Referring expression data:
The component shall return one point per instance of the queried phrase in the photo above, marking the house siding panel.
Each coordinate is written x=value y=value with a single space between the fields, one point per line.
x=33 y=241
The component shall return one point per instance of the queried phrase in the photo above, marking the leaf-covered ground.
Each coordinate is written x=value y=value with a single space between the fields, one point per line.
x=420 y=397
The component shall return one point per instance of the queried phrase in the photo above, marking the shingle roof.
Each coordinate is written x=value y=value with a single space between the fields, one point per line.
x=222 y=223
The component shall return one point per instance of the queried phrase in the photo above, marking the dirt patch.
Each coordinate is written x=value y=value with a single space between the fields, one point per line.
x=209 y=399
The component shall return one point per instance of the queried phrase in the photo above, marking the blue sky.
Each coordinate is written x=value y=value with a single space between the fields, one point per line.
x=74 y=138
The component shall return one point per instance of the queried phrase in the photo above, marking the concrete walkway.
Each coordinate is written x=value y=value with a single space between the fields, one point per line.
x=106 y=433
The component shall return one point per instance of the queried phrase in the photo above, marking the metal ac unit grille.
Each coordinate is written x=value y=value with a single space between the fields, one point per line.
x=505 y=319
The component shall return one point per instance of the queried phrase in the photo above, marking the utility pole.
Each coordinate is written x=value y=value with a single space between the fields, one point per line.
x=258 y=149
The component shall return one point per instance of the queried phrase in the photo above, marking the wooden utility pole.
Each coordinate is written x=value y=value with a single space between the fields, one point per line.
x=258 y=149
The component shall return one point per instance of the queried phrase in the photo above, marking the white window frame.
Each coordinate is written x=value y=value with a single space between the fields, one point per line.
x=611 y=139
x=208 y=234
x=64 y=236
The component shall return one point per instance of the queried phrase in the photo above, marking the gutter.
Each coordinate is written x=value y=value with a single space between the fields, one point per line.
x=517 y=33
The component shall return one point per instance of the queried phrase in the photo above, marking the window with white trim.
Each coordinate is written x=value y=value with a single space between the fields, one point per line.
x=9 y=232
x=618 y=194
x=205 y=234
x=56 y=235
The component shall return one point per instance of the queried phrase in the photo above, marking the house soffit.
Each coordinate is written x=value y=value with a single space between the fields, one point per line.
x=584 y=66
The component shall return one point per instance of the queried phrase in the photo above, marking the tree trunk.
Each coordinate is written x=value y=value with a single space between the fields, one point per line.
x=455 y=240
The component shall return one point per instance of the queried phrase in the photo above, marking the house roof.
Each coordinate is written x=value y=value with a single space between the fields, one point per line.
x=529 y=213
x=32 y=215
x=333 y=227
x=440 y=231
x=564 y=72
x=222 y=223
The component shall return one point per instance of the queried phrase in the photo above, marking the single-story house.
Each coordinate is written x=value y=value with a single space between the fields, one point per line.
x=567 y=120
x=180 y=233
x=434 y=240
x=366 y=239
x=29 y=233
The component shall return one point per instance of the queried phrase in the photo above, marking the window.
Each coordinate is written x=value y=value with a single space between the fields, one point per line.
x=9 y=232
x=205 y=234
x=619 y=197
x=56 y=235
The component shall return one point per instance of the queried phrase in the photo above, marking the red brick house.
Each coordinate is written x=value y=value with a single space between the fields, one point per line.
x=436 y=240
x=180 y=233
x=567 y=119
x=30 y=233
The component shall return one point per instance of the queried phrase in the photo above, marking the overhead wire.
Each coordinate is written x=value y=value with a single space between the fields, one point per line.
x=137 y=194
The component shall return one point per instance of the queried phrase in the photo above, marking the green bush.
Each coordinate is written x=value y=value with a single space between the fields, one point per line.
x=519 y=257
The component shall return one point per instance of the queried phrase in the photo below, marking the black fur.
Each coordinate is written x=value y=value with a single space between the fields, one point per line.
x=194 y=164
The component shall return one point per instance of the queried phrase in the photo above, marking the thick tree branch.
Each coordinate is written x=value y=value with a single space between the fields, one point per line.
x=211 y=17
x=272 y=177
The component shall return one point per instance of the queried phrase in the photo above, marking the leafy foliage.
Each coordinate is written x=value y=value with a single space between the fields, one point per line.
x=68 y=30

#### Assignment:
Would you restate the entries word for word, omitting none?

#### Problem solution:
The component shall return one point per instance of the queried phrase in the photo above, marking the house siding panel.
Each coordinate is written x=value y=value with a single space between the fields, one point per line.
x=33 y=241
The component shall return one point per instance of the queried phrase in the photo above, marking the leaf-covered ground.
Each coordinate is written x=value y=value with a single space between the fields, one point per line.
x=420 y=397
The component shall return one point per instance of the queried phrase in the photo above, marking the shingle roof.
Each coordinate is written x=value y=value with a single space between the fields, one point per line.
x=222 y=223
The component shall return one point per instance of the queried phrase in the photo above, marking the dirt patch.
Each coordinate is written x=value y=value with a single space between the fields, one point per line.
x=209 y=399
The component shall return one point per instance of the queried phrase in the photo above, marking the blue sky.
Each coordinate is written x=value y=value with a single space between the fields, one point per line.
x=74 y=138
The component shall return one point per instance of the queried phrase in the photo above, marking the concrete walkway.
Each coordinate is written x=value y=value with a single space between the fields, one point per line.
x=106 y=433
The component shall return one point per instance of the queried phrase in the photo above, marking the metal ac unit grille.
Each coordinate is written x=value y=value with a single space between the fields, one point per line.
x=505 y=319
The component shall return one point per instance of the queried phrase in the photo above, marking the utility pole.
Each coordinate is written x=value y=value with a single space between the fields, one point per line.
x=258 y=149
The component shall return one point per instance of the queried phrase in the photo above, marking the wooden utility pole.
Each coordinate is written x=value y=value with a single space between the fields, one point per line.
x=258 y=149
The component shall return one point per instance of the queried phrase in the photo above, marking the white window frame.
Each coordinate is written x=value y=value with a single space between the fields, one point per line.
x=611 y=139
x=208 y=234
x=64 y=236
The component shall return one point per instance of the queried phrase in the photo above, marking the gutter.
Each coordinate is written x=value y=value with a single space between the fields, one point per line.
x=517 y=33
The component shall return one point per instance of the queried phrase in the photo above, marking the window with white trim.
Each coordinate is written x=value y=value with a single space between the fields, one point per line.
x=9 y=232
x=618 y=194
x=205 y=234
x=56 y=235
The component shall return one point per instance of the queried phrase in the photo above, marking the house soffit.
Each coordinate is written x=value y=value with a single space between the fields, one point per line.
x=584 y=66
The component shall return one point per instance of the queried phrase in the photo above, marking the tree trunk.
Each coordinate is written x=value y=value with a single space between the fields, one point per line.
x=455 y=240
The component shall return one point per instance of the queried phrase in the photo above, marking the house roof.
Each coordinate is written x=value y=value with a single space between the fields, one point per line.
x=529 y=213
x=32 y=215
x=333 y=227
x=440 y=231
x=564 y=72
x=222 y=223
The component shall return one point per instance of the queried phrase in the photo above, marking the single-story house.
Each coordinate is written x=value y=value with a single space between the fields, one point per line.
x=567 y=120
x=180 y=233
x=434 y=240
x=366 y=239
x=29 y=233
The component shall return one point per instance of the queried phrase in the photo above, marking the window.
Each coordinate is written x=value y=value with a single space between the fields, one point per line.
x=9 y=232
x=205 y=234
x=619 y=197
x=56 y=235
The component shall return one point per instance of the queried phrase in the photo above, marking the red brick house.
Each coordinate is written x=value y=value with a single space between the fields, one point per line.
x=436 y=240
x=180 y=233
x=567 y=119
x=30 y=233
The component shall return one point per instance of the queried phrase in the photo above, marking the overhead wire.
Each coordinate is written x=value y=value with a single space between the fields, one point per line.
x=137 y=194
The component shall return one point per instance of the queried phrase in the photo above, marking the green bush.
Each coordinate is written x=value y=value with a single space between the fields, one point per line.
x=519 y=257
The component shall return one point per instance of the queried phrase in the photo below, marking the black fur.
Each coordinate is written x=value y=value with a single space between the fields, one point per line.
x=194 y=164
The component shall return one point per instance of the queried phrase in the photo above, marking the thick tree branch.
Each coordinate is written x=value y=value with a single space between the fields, one point per line.
x=211 y=17
x=272 y=177
The component shall return one point per instance of the queried phrase in the photo above, marking the leafy foliage.
Each coordinate is written x=value y=value with a single space between the fields, one point per line.
x=68 y=30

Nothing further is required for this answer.